▶ [WRITTEN EXERCISE]: Count the lines in the listing below that contain the word "white". Reply with the number only.

— START OF SUPPLIED INFORMATION —

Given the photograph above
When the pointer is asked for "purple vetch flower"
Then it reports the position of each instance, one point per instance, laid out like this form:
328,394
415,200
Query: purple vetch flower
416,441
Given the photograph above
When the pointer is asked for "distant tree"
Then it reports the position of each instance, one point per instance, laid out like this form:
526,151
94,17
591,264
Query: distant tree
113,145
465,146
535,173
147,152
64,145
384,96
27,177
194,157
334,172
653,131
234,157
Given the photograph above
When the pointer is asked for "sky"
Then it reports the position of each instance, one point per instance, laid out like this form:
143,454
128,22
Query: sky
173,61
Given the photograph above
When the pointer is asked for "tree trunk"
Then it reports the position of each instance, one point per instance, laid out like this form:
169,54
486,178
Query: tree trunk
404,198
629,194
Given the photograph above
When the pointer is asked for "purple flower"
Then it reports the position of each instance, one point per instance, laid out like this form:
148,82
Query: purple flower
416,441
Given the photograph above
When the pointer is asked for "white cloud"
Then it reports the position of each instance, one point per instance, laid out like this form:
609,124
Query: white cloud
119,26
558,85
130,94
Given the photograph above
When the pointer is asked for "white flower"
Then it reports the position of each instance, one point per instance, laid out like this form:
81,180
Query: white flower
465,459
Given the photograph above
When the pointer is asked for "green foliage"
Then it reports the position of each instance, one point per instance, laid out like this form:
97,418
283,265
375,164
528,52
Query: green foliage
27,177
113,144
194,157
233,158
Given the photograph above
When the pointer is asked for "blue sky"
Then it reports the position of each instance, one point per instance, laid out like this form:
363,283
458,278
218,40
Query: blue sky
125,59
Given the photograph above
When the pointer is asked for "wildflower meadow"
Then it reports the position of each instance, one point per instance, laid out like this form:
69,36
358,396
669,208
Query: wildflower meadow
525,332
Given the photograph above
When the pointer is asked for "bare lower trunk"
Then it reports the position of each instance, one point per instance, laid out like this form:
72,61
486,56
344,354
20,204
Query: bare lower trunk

— END OF SUPPLIED INFORMATION —

▶ [EXERCISE RESPONSE]: 4